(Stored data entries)

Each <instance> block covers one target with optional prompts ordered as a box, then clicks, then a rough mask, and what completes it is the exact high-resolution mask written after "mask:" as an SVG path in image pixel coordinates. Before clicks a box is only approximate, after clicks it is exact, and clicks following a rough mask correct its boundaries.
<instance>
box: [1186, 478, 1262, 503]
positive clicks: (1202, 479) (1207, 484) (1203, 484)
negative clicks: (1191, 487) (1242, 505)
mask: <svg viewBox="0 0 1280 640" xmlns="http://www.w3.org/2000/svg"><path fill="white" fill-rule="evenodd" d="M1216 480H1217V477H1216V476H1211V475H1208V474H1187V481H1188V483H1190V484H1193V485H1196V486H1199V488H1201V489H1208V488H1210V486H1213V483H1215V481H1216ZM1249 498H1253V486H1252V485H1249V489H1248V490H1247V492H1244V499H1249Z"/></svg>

ABOUT THIS TASK
State the number of lines in the data that include the string "instance", and add nothing else.

EXERCISE RESULT
2